#### What you have to do:
Sort through the listing below and keep each line with the word "Task". Copy those.
Start of Study material
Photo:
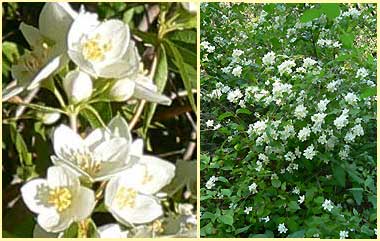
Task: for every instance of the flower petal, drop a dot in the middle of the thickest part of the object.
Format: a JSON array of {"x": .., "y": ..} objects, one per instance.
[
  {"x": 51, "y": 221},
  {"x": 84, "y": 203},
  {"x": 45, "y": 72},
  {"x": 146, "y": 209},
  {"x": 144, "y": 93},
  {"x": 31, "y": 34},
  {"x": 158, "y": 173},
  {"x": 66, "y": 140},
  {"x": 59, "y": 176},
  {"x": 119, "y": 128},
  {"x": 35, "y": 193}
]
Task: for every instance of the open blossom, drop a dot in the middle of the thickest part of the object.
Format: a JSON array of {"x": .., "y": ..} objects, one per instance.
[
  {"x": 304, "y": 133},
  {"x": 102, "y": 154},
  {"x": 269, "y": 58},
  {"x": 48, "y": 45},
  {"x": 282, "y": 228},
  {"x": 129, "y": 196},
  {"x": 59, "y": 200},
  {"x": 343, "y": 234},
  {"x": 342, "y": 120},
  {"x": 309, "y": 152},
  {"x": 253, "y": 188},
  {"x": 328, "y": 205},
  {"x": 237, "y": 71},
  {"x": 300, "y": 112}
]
End of Study material
#### Exercise result:
Task: for every instance of the flower petal, drop a dot in the middle of the thickest part of the object.
Task: for every instance of the open blossom, drop a dot in the middle of the thickest part of the object.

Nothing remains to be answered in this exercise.